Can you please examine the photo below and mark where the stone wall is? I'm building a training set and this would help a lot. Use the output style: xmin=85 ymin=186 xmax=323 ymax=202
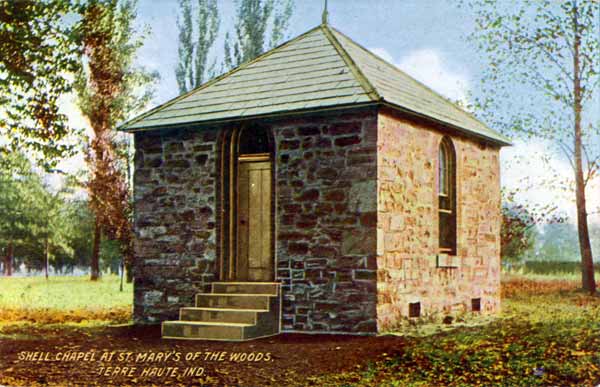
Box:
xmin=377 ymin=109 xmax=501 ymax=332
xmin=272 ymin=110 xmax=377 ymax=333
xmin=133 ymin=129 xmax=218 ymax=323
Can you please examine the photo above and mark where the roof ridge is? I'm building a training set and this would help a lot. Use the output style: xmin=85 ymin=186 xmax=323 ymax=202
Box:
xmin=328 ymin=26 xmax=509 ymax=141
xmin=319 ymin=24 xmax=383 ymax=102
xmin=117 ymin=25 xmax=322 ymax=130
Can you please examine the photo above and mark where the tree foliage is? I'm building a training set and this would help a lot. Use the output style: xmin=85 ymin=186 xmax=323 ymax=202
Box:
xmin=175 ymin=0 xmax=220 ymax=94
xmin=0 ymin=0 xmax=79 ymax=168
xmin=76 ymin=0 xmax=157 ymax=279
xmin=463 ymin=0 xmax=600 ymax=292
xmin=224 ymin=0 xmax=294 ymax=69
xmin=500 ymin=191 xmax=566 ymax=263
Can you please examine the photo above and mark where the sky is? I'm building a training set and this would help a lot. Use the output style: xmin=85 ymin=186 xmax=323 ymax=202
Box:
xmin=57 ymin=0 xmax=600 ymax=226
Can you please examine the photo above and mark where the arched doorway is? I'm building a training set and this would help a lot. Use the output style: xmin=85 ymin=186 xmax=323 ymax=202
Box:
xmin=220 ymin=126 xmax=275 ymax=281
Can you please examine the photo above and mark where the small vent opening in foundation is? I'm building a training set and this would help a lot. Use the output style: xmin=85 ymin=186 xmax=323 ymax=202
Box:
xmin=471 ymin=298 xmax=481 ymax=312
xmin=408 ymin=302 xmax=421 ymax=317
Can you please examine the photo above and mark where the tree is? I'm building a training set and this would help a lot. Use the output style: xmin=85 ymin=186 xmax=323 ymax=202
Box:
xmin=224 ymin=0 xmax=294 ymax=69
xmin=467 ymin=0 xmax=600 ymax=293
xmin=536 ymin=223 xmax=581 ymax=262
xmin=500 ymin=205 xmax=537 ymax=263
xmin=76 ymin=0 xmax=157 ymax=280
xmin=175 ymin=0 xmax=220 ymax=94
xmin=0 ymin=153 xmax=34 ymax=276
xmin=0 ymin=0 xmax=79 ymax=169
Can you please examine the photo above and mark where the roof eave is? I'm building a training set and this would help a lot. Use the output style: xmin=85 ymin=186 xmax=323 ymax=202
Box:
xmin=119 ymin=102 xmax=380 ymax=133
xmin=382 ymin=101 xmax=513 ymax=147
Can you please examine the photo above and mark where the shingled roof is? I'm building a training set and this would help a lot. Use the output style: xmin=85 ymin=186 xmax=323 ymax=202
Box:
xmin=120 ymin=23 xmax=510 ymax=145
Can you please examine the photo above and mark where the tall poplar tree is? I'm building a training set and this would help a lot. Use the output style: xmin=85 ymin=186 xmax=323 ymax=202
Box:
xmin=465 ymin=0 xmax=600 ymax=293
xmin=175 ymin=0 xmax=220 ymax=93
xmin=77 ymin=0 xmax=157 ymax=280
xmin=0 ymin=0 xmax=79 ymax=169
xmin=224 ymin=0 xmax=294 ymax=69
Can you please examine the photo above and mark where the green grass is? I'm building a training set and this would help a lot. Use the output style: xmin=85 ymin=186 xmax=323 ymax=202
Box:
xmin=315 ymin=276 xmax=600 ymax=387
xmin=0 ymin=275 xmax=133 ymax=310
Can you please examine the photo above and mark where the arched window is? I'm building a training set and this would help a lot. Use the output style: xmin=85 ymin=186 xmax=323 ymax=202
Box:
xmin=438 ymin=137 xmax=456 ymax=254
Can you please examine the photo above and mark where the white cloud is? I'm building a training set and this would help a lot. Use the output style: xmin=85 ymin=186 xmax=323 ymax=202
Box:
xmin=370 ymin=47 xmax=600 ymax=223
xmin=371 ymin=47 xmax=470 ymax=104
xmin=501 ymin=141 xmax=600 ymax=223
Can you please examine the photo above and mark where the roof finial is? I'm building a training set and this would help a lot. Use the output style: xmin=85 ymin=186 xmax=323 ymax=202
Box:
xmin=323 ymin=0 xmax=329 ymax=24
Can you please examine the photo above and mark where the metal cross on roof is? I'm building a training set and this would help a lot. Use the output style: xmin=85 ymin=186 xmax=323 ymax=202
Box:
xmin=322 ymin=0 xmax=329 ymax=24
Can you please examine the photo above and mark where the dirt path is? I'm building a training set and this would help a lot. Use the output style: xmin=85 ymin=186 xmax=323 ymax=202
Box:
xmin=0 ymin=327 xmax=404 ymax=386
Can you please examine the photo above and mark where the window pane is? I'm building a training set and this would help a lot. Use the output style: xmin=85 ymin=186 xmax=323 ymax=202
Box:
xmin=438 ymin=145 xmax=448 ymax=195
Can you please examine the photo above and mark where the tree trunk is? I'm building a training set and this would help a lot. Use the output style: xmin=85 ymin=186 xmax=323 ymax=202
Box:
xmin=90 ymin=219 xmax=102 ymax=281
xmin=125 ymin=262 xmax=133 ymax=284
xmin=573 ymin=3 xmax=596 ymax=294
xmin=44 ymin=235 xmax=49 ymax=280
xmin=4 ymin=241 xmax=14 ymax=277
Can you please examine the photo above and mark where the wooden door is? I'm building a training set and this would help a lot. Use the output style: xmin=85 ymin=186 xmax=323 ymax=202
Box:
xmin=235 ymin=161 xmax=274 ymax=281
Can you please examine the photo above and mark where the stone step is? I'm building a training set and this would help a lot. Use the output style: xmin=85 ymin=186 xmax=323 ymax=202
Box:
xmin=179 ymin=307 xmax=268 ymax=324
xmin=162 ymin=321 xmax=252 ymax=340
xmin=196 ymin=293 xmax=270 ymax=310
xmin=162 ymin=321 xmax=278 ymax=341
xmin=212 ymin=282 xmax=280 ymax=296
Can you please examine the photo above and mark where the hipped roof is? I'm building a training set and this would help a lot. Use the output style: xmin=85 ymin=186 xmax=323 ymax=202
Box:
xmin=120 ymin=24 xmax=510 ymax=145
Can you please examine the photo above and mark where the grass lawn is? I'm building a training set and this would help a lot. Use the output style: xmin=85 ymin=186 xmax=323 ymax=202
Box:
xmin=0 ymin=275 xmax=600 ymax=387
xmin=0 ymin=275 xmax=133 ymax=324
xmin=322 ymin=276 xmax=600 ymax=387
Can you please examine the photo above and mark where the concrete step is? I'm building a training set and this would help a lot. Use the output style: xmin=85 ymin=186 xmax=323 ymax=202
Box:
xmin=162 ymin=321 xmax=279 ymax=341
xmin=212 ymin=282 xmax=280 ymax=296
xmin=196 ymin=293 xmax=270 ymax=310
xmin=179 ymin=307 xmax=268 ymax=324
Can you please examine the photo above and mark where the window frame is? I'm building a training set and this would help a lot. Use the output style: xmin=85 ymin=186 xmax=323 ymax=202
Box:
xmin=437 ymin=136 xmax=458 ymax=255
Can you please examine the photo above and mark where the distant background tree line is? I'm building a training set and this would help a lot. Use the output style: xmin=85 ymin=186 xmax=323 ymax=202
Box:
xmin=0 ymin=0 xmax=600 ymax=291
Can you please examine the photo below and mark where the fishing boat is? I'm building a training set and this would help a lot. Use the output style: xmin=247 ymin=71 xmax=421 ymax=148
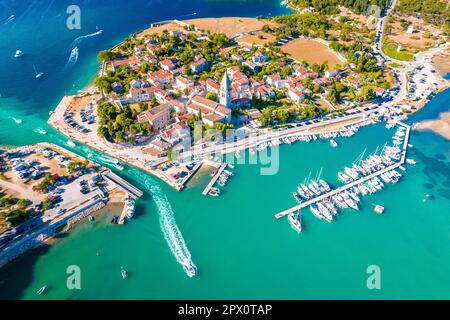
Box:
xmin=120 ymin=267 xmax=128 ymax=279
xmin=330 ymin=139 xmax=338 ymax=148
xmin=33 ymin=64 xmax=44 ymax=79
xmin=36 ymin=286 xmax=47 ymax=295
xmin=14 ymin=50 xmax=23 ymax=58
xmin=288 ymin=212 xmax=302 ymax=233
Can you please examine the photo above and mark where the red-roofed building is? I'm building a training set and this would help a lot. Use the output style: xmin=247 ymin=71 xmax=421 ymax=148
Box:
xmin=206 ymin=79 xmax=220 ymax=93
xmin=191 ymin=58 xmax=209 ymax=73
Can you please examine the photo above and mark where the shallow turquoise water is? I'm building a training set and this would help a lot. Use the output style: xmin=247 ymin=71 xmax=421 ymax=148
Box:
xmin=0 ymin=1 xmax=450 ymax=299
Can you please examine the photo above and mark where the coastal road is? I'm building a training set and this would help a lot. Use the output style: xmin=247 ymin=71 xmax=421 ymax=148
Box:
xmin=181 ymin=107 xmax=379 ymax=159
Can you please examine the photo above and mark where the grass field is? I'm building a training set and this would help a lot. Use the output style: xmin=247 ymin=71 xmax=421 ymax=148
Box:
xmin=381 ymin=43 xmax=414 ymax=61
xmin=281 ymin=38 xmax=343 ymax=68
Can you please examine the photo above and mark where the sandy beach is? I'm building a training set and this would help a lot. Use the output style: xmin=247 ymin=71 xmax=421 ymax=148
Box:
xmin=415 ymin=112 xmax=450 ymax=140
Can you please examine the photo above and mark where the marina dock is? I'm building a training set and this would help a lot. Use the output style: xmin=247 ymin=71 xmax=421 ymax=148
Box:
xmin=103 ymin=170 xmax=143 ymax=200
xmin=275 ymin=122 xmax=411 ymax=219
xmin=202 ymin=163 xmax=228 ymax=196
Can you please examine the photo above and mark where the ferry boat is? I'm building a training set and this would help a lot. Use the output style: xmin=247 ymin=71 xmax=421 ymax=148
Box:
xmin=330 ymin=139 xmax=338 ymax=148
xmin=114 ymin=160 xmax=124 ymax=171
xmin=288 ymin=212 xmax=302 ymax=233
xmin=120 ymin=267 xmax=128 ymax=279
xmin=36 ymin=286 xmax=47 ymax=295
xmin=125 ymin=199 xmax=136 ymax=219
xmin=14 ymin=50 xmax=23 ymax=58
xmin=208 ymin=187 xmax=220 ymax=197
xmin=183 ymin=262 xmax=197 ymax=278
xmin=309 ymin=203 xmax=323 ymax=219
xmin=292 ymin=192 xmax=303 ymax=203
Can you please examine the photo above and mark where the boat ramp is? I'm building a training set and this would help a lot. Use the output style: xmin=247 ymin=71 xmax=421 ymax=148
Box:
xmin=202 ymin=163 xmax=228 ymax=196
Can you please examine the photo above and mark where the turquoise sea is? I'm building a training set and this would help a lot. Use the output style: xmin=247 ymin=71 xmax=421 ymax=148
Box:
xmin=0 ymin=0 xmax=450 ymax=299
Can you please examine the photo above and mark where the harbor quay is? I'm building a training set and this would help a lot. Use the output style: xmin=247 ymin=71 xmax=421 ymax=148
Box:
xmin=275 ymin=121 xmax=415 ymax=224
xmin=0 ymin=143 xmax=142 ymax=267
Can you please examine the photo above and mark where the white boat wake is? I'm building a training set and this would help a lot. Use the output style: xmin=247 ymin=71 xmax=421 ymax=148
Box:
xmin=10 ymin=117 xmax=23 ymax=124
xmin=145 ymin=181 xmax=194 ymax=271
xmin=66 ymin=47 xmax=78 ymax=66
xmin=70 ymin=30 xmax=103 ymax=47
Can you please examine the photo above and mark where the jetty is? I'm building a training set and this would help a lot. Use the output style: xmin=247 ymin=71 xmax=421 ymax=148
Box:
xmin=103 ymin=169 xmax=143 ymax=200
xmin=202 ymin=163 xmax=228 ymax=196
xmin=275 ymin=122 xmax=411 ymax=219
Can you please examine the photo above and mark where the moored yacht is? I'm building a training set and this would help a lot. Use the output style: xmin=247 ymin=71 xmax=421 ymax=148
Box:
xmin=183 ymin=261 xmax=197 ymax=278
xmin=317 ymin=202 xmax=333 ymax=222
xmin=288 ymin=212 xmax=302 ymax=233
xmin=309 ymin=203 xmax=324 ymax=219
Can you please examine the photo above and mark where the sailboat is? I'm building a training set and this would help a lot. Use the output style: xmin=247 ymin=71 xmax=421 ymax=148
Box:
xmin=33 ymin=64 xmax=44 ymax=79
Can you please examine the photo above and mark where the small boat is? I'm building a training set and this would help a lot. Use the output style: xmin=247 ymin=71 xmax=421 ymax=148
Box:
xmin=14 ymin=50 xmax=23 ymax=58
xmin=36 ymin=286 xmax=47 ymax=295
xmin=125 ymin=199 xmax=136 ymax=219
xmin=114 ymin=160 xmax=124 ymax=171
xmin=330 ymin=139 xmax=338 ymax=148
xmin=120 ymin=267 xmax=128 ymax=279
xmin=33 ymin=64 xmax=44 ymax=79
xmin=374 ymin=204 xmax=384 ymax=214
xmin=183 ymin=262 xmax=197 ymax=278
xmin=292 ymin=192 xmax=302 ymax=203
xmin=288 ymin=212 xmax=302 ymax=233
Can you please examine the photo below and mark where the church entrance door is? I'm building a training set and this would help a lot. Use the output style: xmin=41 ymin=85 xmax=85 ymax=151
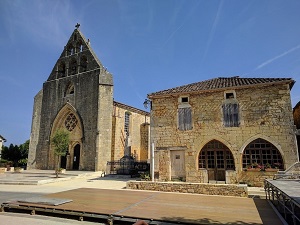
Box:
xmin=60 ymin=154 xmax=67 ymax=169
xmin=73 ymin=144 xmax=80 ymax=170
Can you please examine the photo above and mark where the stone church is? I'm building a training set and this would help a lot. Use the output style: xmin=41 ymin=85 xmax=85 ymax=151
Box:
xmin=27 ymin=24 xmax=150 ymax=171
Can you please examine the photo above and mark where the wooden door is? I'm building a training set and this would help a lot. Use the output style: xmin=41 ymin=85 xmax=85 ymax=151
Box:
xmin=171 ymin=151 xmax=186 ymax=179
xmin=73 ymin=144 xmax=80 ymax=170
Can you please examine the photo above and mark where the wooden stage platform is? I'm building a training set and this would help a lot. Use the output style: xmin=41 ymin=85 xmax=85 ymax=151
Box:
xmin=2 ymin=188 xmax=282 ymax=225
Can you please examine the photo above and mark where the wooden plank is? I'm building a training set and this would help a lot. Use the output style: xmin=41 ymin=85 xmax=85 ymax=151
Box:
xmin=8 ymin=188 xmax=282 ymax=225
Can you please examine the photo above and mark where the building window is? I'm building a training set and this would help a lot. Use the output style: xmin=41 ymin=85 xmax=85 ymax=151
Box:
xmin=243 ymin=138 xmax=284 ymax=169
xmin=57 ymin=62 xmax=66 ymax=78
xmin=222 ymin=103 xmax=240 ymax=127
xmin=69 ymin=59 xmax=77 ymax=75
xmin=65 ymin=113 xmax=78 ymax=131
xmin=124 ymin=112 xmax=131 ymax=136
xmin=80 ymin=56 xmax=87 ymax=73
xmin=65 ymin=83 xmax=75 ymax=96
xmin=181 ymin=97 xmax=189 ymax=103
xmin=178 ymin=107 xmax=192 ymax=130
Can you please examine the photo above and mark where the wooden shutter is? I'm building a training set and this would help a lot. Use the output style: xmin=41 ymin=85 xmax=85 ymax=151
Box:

################

SET TASK
Rewrite the records from their first line through the line containing "xmin=133 ymin=129 xmax=218 ymax=323", swapping "stone wall" for "brick wall" and leaving everything else unchanged. Leave the pictures out.

RESULT BELOW
Can you please examine the photo below and mark where the brick wall is? I'm building a training set and this would help a lot. Use the output style: xmin=85 ymin=186 xmax=323 ymax=202
Box:
xmin=377 ymin=109 xmax=501 ymax=332
xmin=272 ymin=110 xmax=377 ymax=333
xmin=133 ymin=129 xmax=218 ymax=323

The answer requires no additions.